- Description of the task: Reproduce the data in full, exactly.

- Recorded information:
○ ○ ○ ○ ○ ○ ○

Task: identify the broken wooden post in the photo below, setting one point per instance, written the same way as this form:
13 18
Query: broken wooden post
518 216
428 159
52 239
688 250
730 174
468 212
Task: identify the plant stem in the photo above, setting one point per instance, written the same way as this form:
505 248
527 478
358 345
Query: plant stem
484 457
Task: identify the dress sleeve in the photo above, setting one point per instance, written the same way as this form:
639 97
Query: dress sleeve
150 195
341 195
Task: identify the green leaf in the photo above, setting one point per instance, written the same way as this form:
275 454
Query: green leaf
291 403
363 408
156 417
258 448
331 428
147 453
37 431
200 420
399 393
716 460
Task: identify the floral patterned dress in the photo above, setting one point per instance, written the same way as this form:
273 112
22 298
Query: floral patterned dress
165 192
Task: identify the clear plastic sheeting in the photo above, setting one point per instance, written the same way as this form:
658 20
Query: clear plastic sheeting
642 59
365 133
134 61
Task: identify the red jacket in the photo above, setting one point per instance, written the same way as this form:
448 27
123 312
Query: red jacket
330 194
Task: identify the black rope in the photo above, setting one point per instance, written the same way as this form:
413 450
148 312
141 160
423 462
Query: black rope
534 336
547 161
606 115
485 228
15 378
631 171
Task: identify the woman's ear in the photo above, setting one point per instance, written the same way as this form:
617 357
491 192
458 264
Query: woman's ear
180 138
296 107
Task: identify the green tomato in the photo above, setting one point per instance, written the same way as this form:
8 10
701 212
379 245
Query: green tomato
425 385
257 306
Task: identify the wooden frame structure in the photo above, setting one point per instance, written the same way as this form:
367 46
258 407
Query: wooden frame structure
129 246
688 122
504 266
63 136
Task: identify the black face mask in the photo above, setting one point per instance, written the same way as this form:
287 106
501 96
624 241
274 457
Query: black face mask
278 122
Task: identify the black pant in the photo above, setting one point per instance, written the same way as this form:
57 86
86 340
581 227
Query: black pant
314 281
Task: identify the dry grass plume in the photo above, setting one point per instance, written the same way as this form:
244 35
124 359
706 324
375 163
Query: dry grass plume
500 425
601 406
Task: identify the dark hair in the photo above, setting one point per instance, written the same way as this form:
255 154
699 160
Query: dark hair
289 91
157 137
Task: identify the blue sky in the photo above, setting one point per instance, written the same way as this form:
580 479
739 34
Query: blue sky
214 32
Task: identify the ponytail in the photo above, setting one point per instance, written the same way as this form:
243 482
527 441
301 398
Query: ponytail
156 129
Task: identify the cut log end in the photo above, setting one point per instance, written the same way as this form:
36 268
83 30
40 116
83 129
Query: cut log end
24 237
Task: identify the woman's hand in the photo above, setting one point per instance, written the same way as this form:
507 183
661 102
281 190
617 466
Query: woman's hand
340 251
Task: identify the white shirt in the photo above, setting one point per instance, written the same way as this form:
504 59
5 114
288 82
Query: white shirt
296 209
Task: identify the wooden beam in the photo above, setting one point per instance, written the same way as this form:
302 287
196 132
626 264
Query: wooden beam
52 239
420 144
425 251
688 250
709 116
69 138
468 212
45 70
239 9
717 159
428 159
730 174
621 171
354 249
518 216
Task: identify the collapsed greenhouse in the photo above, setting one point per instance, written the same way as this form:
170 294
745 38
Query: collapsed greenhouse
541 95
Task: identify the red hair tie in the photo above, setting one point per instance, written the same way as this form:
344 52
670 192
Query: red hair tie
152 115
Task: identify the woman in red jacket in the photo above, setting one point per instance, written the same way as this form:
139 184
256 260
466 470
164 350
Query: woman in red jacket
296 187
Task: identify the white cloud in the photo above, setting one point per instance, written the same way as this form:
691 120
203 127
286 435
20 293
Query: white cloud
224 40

○ ○ ○ ○ ○ ○ ○

- Solution to this problem:
Task: identify the broken wooden post in the photo below, setting one point per instance, written the same way as this form:
13 18
Query: broken wooden post
518 216
428 159
52 239
688 250
730 174
468 212
Task: identify the plant stem in the photo above, setting one point per instance, written the same way as this form:
505 248
527 478
358 345
Query: plant stem
484 457
Task: identify the dress sleeve in the photo above, setting one point per instance, written the same way as this form:
639 97
Query: dress sleeve
150 195
341 195
Task: identify the green leaf in the photo above, setting one point per instance, written the same way as this form:
275 454
Query: green leaf
291 403
363 408
156 417
258 448
331 428
147 453
37 431
200 420
399 393
716 460
Task: identify the floral patterned dress in the photo above, setting one point per instance, written the same way as this form:
273 112
22 298
Query: floral patterned dress
165 192
Task: identify the clear plastic sheeting in the photo above, setting one point per instance, written the same way as this form:
658 20
Query: clear plastic sheeting
642 59
365 133
134 61
Task: identify the red jacket in the photo above, setting one point per instance, written the same way as this form:
448 27
123 312
Query: red jacket
330 194
Task: identify the black rope in the photo above, setting one point per instance, written the same way as this form:
413 450
148 312
141 160
423 462
Query: black rope
534 336
547 161
606 115
485 228
15 378
631 171
Task: identify the woman's ear in the photo above, setting one point per instance, written the same way as this form:
617 357
491 192
458 264
Query: woman's ear
180 138
296 107
Task: identify the green tomato in the photo above, setting one point per instance, written the same way as this form:
8 10
701 212
379 245
Query: green tomato
425 385
257 306
Task: identify the wooden frame structure in the photo above, setting one point per instance, written the same way as this form:
367 46
258 407
Query: wooden frame structure
129 246
688 122
504 266
63 136
Task: identify the black face mask in the photo above, setting one point per instance, written the same way as this form:
287 106
501 96
624 241
274 457
Query: black face mask
278 122
Task: identify the black pant in the photo above, setting one point per instance, written the same way as this form:
57 86
86 340
581 227
Query: black pant
314 281
Task: identify the dry grass plume in the photo above, setting one point per instance, written the same way as this form:
244 35
124 359
706 324
375 163
Query: dry grass plume
500 425
601 406
Task: identify the dark hair in the photo above, setting one point per instance, written the same way as this form:
255 154
699 160
Query: dark hair
289 91
157 137
Task: identify the blue sky in the photo above, setting one point per instance, written the same way as this form:
580 479
739 34
Query: blue sky
214 32
Task: identify the ponytail in the photo above, setting one point per instance, written the same way as this form:
243 482
527 441
301 398
Query: ponytail
156 129
Task: identify the cut log end in the photo above, setting one point per instance, written the same way as this form:
36 268
83 30
40 116
83 129
Query: cut log end
24 237
Task: identify the woman's hand in the photo above, setting one point per instance, written the same way as this form:
507 183
661 102
281 190
617 466
Query: woman's hand
340 251
Task: identify the white shirt in the photo above, setting one point per instance, written the same way as this form:
504 59
5 114
288 82
Query: white shirt
296 209
Task: identify the wooden beam in the photo above, setting one point per instance, written the same way as this form:
302 287
196 132
626 264
Query: wooden beam
52 239
420 144
425 251
688 250
709 116
69 138
468 212
45 70
239 9
717 159
428 159
730 174
621 171
354 249
518 216
Task: identify the collapsed greenhouse in the photo above, setting one point per instance, written the same way as this form:
170 294
745 38
Query: collapsed greenhouse
541 95
Task: identify the red hair tie in the photo above, setting one point per instance, written the same way as this form:
344 52
670 192
Query: red hair tie
152 115
Task: identify the woman in red jacket in the photo above, setting one point per instance, written the same way as this form:
139 184
256 260
466 470
164 350
Query: woman in red jacket
296 187
Task: identify the white cloud in the photo above, setting one point per instance, written the same way as this form:
691 120
203 127
286 435
20 293
Query: white cloud
224 40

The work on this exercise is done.